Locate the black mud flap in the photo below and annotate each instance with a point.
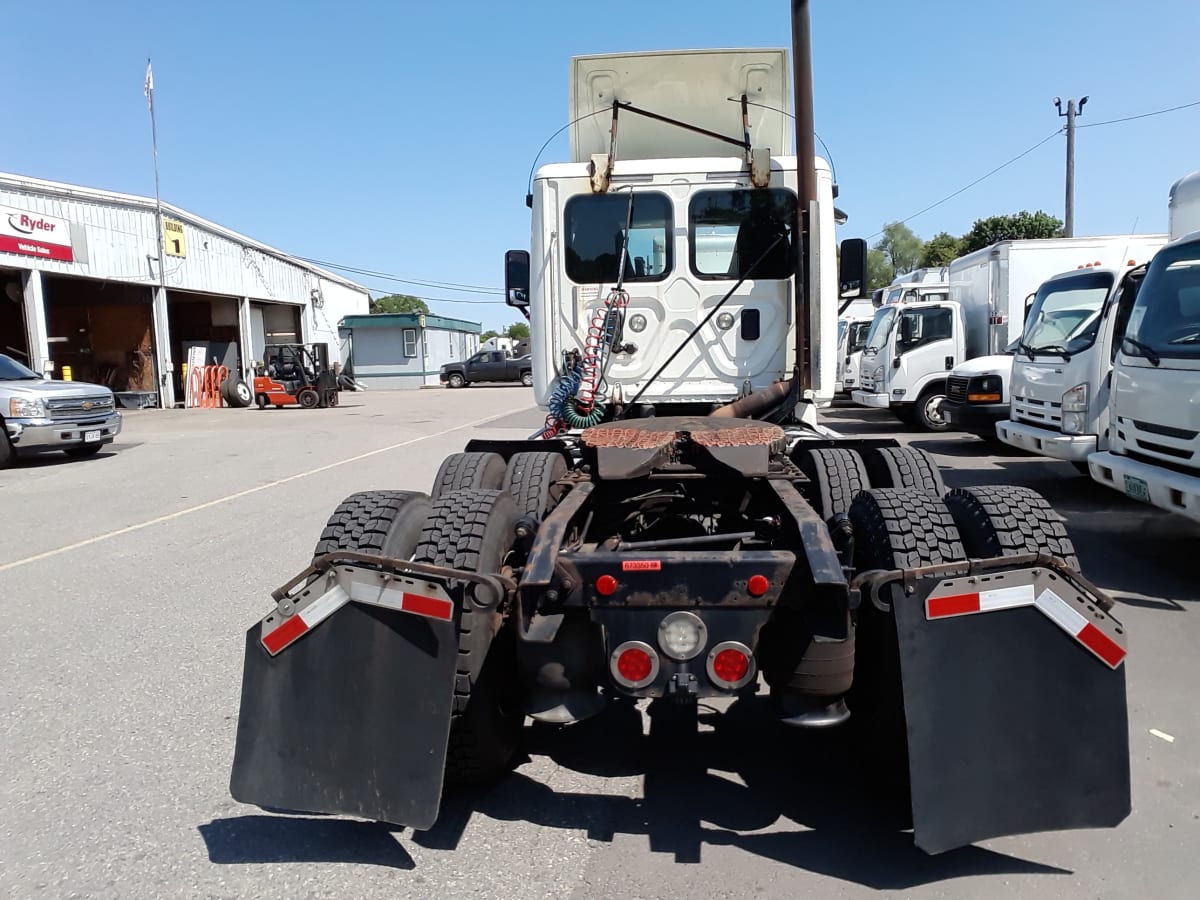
(353, 718)
(1017, 717)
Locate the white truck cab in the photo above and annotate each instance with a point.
(1153, 448)
(1060, 383)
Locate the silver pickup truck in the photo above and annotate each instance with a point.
(40, 415)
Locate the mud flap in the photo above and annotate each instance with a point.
(1015, 724)
(353, 718)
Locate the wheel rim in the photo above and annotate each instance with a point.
(933, 411)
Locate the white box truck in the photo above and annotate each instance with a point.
(1153, 430)
(911, 355)
(1059, 401)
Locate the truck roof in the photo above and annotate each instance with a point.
(732, 166)
(701, 88)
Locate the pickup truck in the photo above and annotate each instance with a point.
(487, 366)
(41, 415)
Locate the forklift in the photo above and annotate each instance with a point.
(295, 375)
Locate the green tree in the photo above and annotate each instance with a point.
(1019, 226)
(941, 250)
(399, 303)
(879, 270)
(900, 246)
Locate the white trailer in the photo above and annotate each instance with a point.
(911, 354)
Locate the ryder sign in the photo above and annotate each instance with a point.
(31, 234)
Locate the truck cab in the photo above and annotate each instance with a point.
(913, 341)
(1153, 430)
(1061, 370)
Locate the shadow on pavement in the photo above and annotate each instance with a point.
(708, 787)
(243, 840)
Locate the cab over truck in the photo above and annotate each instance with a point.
(910, 358)
(487, 366)
(682, 528)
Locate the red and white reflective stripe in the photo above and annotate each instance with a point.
(939, 607)
(297, 625)
(1057, 610)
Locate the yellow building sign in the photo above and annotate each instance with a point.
(173, 238)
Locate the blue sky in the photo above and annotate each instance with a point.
(397, 137)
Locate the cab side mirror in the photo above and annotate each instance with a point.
(852, 269)
(516, 279)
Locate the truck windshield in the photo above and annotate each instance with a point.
(857, 336)
(881, 328)
(1165, 318)
(595, 232)
(1066, 315)
(12, 371)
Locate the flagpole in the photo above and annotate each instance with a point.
(157, 197)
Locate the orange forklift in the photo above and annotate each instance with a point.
(295, 375)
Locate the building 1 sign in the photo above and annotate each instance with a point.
(31, 234)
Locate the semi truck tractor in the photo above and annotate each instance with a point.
(1153, 406)
(910, 357)
(682, 528)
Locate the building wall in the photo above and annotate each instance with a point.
(381, 357)
(114, 238)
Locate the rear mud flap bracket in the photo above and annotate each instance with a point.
(1015, 706)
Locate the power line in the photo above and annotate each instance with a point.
(1144, 115)
(982, 178)
(389, 276)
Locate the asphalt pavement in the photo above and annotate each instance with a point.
(129, 580)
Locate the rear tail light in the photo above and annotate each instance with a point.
(634, 664)
(731, 665)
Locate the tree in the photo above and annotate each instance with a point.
(879, 270)
(941, 250)
(1019, 226)
(900, 246)
(399, 303)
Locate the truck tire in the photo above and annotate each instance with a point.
(837, 475)
(904, 467)
(384, 522)
(1006, 521)
(529, 478)
(893, 529)
(459, 472)
(7, 455)
(473, 529)
(928, 413)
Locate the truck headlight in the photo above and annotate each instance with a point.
(1075, 400)
(985, 389)
(27, 408)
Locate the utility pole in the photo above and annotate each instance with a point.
(1072, 113)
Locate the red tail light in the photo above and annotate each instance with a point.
(731, 665)
(634, 664)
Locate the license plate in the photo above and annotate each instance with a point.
(1138, 489)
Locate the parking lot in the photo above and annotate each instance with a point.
(129, 581)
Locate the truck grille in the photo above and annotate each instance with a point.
(77, 408)
(957, 389)
(1037, 412)
(1161, 442)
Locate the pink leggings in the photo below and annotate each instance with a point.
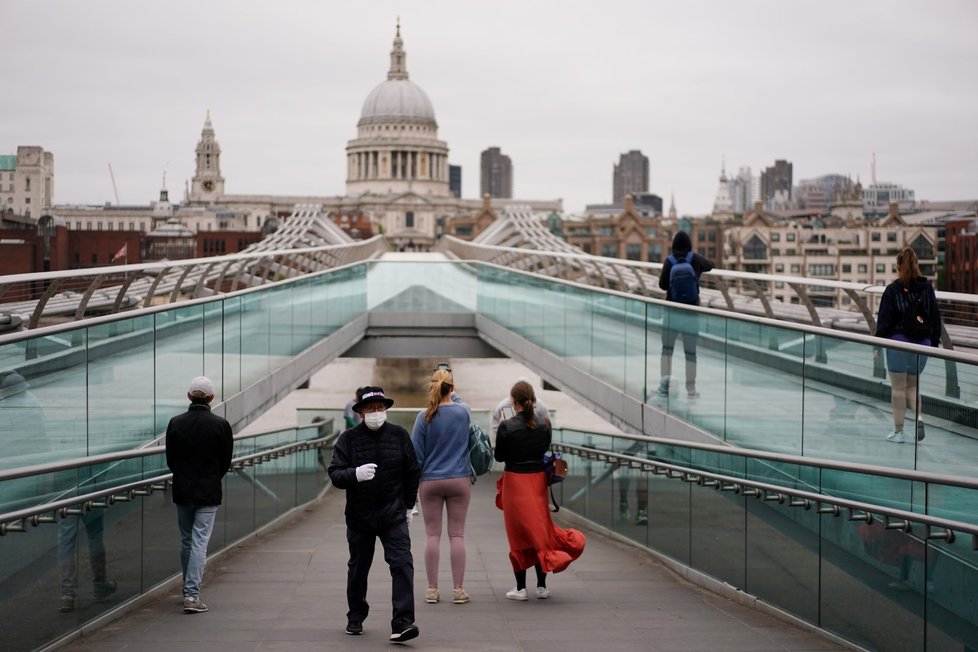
(454, 494)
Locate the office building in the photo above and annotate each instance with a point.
(455, 180)
(496, 174)
(776, 182)
(631, 176)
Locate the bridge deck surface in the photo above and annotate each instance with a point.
(285, 591)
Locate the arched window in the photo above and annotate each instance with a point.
(755, 249)
(923, 248)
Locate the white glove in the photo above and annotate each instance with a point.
(366, 472)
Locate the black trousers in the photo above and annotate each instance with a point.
(397, 554)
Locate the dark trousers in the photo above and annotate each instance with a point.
(397, 554)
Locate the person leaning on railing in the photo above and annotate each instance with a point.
(908, 313)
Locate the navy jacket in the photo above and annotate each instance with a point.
(198, 451)
(682, 245)
(893, 305)
(379, 504)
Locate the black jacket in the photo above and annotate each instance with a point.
(893, 305)
(682, 245)
(381, 503)
(198, 451)
(520, 448)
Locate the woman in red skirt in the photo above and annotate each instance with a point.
(534, 540)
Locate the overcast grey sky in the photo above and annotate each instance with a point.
(562, 86)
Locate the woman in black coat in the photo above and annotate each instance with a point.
(908, 299)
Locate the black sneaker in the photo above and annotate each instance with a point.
(406, 634)
(104, 589)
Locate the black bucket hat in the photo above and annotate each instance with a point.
(371, 395)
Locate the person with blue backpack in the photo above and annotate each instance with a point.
(680, 279)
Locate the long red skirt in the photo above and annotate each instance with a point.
(533, 537)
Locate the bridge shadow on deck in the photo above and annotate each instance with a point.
(285, 591)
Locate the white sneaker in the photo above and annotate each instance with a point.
(516, 594)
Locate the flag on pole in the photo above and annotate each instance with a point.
(122, 253)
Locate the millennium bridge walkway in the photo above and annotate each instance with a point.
(774, 489)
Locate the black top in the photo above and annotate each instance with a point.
(380, 503)
(893, 305)
(198, 451)
(520, 448)
(700, 264)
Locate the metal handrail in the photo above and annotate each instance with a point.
(855, 510)
(170, 279)
(787, 458)
(800, 327)
(18, 520)
(154, 447)
(54, 329)
(637, 277)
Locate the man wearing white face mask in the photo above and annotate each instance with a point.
(376, 464)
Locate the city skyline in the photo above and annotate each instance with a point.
(562, 88)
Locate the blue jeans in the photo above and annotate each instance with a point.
(68, 551)
(196, 525)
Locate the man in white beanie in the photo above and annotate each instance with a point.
(198, 451)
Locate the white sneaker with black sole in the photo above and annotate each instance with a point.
(516, 594)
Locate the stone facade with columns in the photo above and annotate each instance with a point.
(396, 172)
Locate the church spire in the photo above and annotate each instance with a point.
(398, 56)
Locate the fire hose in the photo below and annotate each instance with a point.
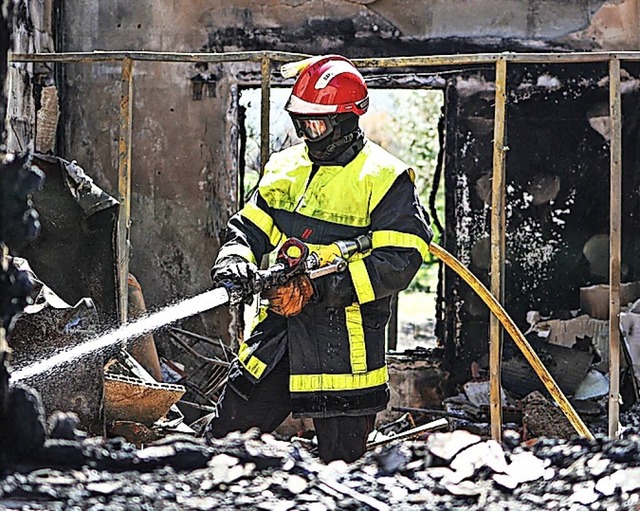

============

▶ [About this exercise]: The entire listing is to be printed exactly, with each picture omitted.

▶ [Solved exercise]:
Locate the black mud flap in the photo below and annotate each instance with a point.
(353, 718)
(1017, 717)
Locate the white truck cab in the photo above and annotate each instance with a point.
(1153, 448)
(1060, 383)
Locate the silver pickup truck in the photo above and annotate each instance with a point.
(40, 415)
Locate the mud flap in the photo above and annotate each instance with a point.
(1015, 724)
(353, 718)
Locate the wheel rim in the photo above and annotate each instance with a point.
(933, 411)
Locate the white box truck in the photo above and annotate each instance with a point.
(1153, 430)
(911, 355)
(1059, 401)
Locate the truck roof in the photo above and annotate each instance with a point.
(732, 166)
(701, 88)
Locate the pickup truck in the photo above and annotate each instance with a point.
(487, 366)
(41, 415)
Locate the forklift in the photo above and annotate each instance with a point.
(295, 375)
Locate the green tree in the photo above and annotate each instance with a point.
(1019, 226)
(941, 250)
(399, 303)
(879, 270)
(900, 246)
Locate the white trailer in the photo above and annotate each instance with a point.
(911, 354)
Locate the ryder sign in the photo above and annotate each instance with a point.
(31, 234)
Locate the truck cab in the photo above and annotate each instance with a point.
(913, 341)
(1153, 430)
(1061, 370)
Locate the shadow on pavement in the photo above and annotate each instance with a point.
(708, 787)
(243, 840)
Locate the cab over truck in the photo above and annotate each instance with a point.
(910, 358)
(487, 366)
(682, 528)
Locate the red and white reflective stripe in the photo above and annotate each instance with a point.
(939, 607)
(297, 625)
(1057, 610)
Locate the yellow building sign in the photo above and annotate each instance with a point.
(173, 238)
Locate the blue sky in the photo above and annotate each instance with a point.
(397, 137)
Locate the cab side mirror in the photo above and annotate each instance with a point.
(852, 269)
(516, 279)
Locate the truck windshield in the photo above and annotate each instance with a point.
(857, 336)
(881, 328)
(1165, 318)
(595, 232)
(1066, 315)
(12, 371)
Locate the flagpole in the photo above and annotate each instance with a point.
(157, 197)
Locate the orange forklift in the photo above and annotate each instance with a point.
(295, 375)
Locate the building 1 sign in the photo above and annotate each instance with a point.
(31, 234)
Locate the semi truck tractor in the photo above and annotate each instance with a point.
(1153, 406)
(910, 357)
(682, 528)
Locate the building wall in the photo above and annotate each instance with a point.
(381, 357)
(114, 238)
Locate the rear mud flap bracket in the photo above and annotate each instance with a point.
(1015, 706)
Locate the power line in the photo above and annotate each instance with a point.
(1144, 115)
(982, 178)
(389, 276)
Locate the asphalt pavement in the photo above and annotate each instance with a point.
(129, 580)
Locate the rear tail light in the photo above and annotate each instance with a point.
(634, 664)
(731, 665)
Locate the tree in the photo above and annotate each instance with a point.
(879, 270)
(941, 250)
(1019, 226)
(900, 246)
(399, 303)
Locate the truck tire in the photo above and annotate each instance with a point.
(837, 475)
(904, 467)
(384, 522)
(1006, 521)
(529, 478)
(893, 529)
(459, 472)
(7, 455)
(473, 529)
(928, 413)
Locate the truck headlight in the photo above and annotate each instance with a point.
(1075, 400)
(985, 389)
(27, 408)
Locate the utility pole in the photo above and annotate each instance with a point.
(1072, 113)
Locate the red tail light in the photo above and annotate each instance with a point.
(731, 665)
(634, 664)
Locate the license plate in the photo above and annotate each instance with a point.
(1138, 489)
Locate the parking lot in the photo above and annotate each instance with a point.
(129, 581)
Locate the truck grille in the photo above and annotate each instance with a point.
(77, 408)
(957, 389)
(1037, 412)
(1161, 442)
Locate the pink leggings in the photo below and annotate each instance with a point.
(454, 494)
Locate the office building in the photo above and annotate each instance with a point.
(455, 180)
(496, 174)
(776, 182)
(631, 176)
Locate the bridge deck surface in the photo above and annotate each instance with a point.
(285, 591)
Locate the arched window in the photo above and annotate each instance with a point.
(755, 249)
(923, 248)
Locate the white glove in the photo above and annotate each instance with a point.
(366, 472)
Locate the black trousers in the photo above and annotate each instance with a point.
(397, 554)
Locate the dark trousers in the photo above and annotate each instance with a point.
(397, 554)
Locate the person leaning on railing in the photo above and annotate each instance with a point.
(908, 313)
Locate the navy jacket in the photo above and annotate each instance with a point.
(198, 451)
(682, 245)
(893, 305)
(379, 504)
Locate the black jacket in the photo above and annotate each instance with a point.
(893, 305)
(682, 245)
(381, 503)
(198, 451)
(520, 448)
Locate the woman in red skirt in the photo above and annotate each instance with a point.
(534, 540)
Locate the overcast grey sky in the photo above and annotate each instance with a point.
(562, 86)
Locate the woman in black coat in the photo above and annotate each instance with a point.
(908, 299)
Locate the black sneaker in the photo above and annotate each instance with a point.
(406, 634)
(104, 589)
Locate the black bucket hat in the photo above and annotate each instance with a point.
(371, 395)
Locate the person with blue backpack in the photo above and annotate each instance with a point.
(680, 279)
Locate the long red skirt in the photo above and annotate each instance with a point.
(533, 537)
Locate the bridge shadow on deck in the photo above and annotate each instance with a point.
(285, 591)
Locate the white sneaker in the photo above and annotate each instance with a point.
(516, 594)
Locate the flag on pole in the photo above and annotate each instance with a point.
(122, 253)
Locate the millennium bridge walkway in the photo above and annotate each instance with a point.
(774, 489)
Locate the black top in the photo above and annotate each instance with a point.
(380, 503)
(893, 305)
(198, 451)
(520, 448)
(700, 264)
Locate the metal handrail in the photo above and annotate each instance with a point.
(855, 510)
(170, 279)
(787, 458)
(800, 327)
(18, 520)
(154, 447)
(54, 329)
(637, 277)
Locate the man wearing white face mask in the photo above and annotate each instance with a point.
(376, 464)
Locate the city skyline in the photo above and annotate each instance with a point.
(562, 88)
Locate the blue jeans in the photo above and annotate each instance with a point.
(68, 551)
(196, 525)
Locate the man in white beanie in the photo above and annotate each instance with a point.
(198, 451)
Locate the white sneaker with black sole in the photo above and annotate each instance with a point.
(516, 594)
Locate the stone facade with columns in the photo above and annotate each instance with a point.
(396, 172)
Locate the church spire in the photo above and annotate each instance with a point.
(398, 56)
Locate the fire hose in the photo below and annotate each instance with a point.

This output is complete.